▶ _PROBLEM_: Count the lines in the data below that contain the string "teeth". Reply with the number alone.

▶ _TASK DATA_:

-=-=-

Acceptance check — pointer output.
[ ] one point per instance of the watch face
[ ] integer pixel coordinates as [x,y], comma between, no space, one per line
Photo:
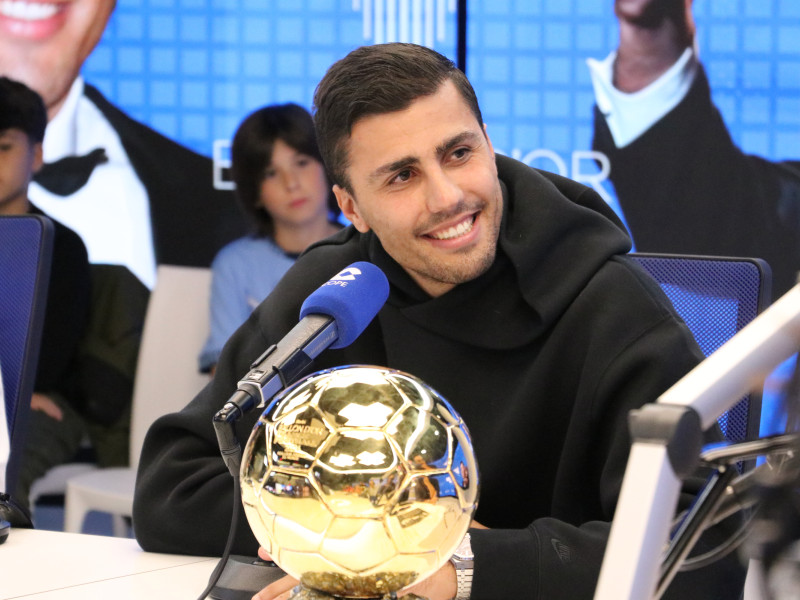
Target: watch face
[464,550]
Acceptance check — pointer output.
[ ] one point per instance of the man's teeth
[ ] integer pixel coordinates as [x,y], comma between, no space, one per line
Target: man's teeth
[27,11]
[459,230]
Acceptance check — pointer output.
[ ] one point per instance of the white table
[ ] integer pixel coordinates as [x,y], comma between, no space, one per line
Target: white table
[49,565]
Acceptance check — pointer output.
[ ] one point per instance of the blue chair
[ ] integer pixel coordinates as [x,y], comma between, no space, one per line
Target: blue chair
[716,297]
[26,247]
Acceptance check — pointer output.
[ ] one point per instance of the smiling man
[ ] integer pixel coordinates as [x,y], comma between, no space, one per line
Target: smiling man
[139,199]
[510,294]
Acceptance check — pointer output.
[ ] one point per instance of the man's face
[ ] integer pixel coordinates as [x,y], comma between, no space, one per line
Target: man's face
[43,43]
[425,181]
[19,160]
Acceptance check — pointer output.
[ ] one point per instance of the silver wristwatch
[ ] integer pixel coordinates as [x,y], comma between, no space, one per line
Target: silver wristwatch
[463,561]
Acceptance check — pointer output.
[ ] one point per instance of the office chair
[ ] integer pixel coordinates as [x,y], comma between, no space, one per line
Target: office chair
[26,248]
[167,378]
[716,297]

-=-=-

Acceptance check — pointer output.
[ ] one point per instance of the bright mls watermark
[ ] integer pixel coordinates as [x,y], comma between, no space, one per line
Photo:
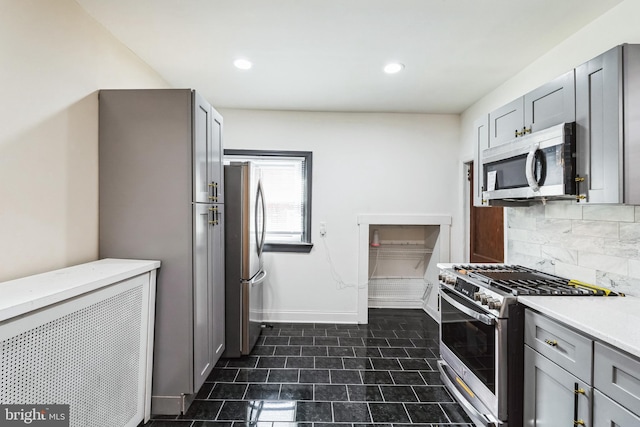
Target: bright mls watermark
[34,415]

-=-=-

▶ _RESPONSE TO THIS EXERCISE_: 2